===== Material provided =====
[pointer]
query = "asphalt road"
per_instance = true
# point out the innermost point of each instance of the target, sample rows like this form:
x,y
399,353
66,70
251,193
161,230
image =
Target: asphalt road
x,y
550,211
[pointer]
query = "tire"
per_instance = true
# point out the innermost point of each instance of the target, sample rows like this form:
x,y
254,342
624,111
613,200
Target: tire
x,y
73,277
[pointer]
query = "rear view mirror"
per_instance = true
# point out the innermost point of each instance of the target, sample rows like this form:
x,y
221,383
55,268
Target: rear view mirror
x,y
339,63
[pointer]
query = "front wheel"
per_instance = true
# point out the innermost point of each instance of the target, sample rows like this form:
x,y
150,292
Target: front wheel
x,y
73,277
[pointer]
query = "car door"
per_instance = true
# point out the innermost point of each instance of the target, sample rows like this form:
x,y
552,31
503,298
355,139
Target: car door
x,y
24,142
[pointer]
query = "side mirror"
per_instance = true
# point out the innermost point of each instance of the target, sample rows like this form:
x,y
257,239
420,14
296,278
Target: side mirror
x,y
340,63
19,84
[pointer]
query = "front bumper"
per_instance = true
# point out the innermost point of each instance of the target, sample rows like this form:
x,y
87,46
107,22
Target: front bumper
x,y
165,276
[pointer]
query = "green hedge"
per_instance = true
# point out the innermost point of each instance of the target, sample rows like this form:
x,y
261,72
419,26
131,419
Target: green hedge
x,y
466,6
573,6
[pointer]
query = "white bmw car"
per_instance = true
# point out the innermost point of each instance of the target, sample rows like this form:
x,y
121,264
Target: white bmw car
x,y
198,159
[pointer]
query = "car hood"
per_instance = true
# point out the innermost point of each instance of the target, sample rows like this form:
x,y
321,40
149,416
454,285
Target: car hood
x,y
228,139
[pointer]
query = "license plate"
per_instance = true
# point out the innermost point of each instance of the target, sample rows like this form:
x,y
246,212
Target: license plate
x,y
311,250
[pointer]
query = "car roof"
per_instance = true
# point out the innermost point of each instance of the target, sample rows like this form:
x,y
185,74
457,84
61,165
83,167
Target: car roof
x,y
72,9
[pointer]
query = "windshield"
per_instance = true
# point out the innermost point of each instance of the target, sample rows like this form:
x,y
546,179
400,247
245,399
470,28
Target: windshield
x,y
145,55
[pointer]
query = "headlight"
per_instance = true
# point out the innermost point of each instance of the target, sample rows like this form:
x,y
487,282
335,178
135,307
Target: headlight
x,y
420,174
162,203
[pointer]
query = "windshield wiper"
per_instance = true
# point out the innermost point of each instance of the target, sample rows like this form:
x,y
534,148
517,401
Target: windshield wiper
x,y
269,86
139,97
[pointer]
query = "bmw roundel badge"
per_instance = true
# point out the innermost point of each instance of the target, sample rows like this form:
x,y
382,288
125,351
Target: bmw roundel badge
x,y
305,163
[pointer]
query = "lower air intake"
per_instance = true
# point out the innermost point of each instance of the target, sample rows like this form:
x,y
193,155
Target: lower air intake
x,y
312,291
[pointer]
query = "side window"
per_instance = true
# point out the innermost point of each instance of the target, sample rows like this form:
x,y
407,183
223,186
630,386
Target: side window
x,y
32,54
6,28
=====
* [Exercise]: Without changing a single character, write out all of the entries.

* [Response area]:
[pointer]
query = "asphalt road"
per_instance = true
# point out the innermost point of each instance of the target, sample rows like this form:
x,y
399,353
66,70
251,193
161,230
image =
Target: asphalt road
x,y
550,211
[pointer]
query = "tire"
per_instance = true
# point out the innermost point of each instance of the target, sample rows like this form:
x,y
254,342
624,111
613,200
Target: tire
x,y
73,277
[pointer]
query = "rear view mirror"
per_instance = true
# point out the innermost point of each instance of the target, sample rows like this form:
x,y
221,383
55,268
Target: rear view mirror
x,y
339,63
[pointer]
query = "front wheel"
per_instance = true
# point out the innermost point of each instance of the target, sample rows like this form:
x,y
150,292
Target: front wheel
x,y
73,277
[pointer]
query = "car door"
per_instance = true
# point out the innermost point of each instance of the target, sample rows like this form:
x,y
552,31
503,298
355,139
Target: car door
x,y
24,142
[pointer]
query = "side mirror"
per_instance = true
# point out the innermost point of each instance of the target, sample rows like this form:
x,y
257,239
420,14
296,278
Target: side mirror
x,y
340,63
19,84
[pointer]
query = "front bumper"
per_instance = true
# point out the innermost point of each instance of the target, sample rows like this form:
x,y
87,46
107,22
Target: front bumper
x,y
165,276
[pointer]
query = "green hedge"
per_instance = true
# point out the innermost point of each instance of the target, sample rows like this form:
x,y
261,72
419,26
131,419
Target: green hedge
x,y
466,6
573,6
[pointer]
query = "white bmw car"
per_instance = true
# point out the innermost point of each instance of the target, sample rows like this form:
x,y
121,264
Target: white bmw car
x,y
198,159
[pointer]
query = "car hood"
per_instance = true
# point out the innermost point of each instance of the target, sample rows like this form:
x,y
321,40
149,416
454,285
Target: car hood
x,y
228,139
[pointer]
query = "license plate"
per_instance = true
# point out the innermost point of each instance of the target, sample rows like this form:
x,y
246,212
Target: license plate
x,y
311,250
[pointer]
query = "car roof"
per_instance = true
# point out the innermost point of each instance of the target, sample rows like this form:
x,y
185,74
457,84
61,165
83,167
Target: car roof
x,y
72,9
[pointer]
query = "windshield"
per_instance = true
# point out the innermost point of each instance of the target, sample rows like this form:
x,y
546,179
400,247
245,399
470,28
Target: windshield
x,y
145,55
[pointer]
query = "headlight"
per_instance = true
# point out the innermost point of each instance of the target, sample rows like this form:
x,y
487,282
335,178
135,307
Target: headlight
x,y
420,174
162,203
[pointer]
query = "windshield wiper"
per_instance = true
# point out the innermost point of each instance of the target, sample rows like this form:
x,y
534,148
517,401
Target: windshield wiper
x,y
269,86
139,97
[pointer]
query = "bmw roundel badge"
per_instance = true
# point out the innermost point of each instance of the target, sample rows like this form:
x,y
382,288
125,351
Target: bmw roundel badge
x,y
305,163
[pointer]
query = "lower air intake"
per_instance = true
# point out the innermost point of each instance of the target, sample rows like this form:
x,y
193,155
Target: lower air intake
x,y
312,291
[pointer]
query = "side window"
per_instance = true
# point out the innermost point of each instance of the target, sample rows like this form:
x,y
407,183
223,186
630,386
Target: side window
x,y
32,54
6,28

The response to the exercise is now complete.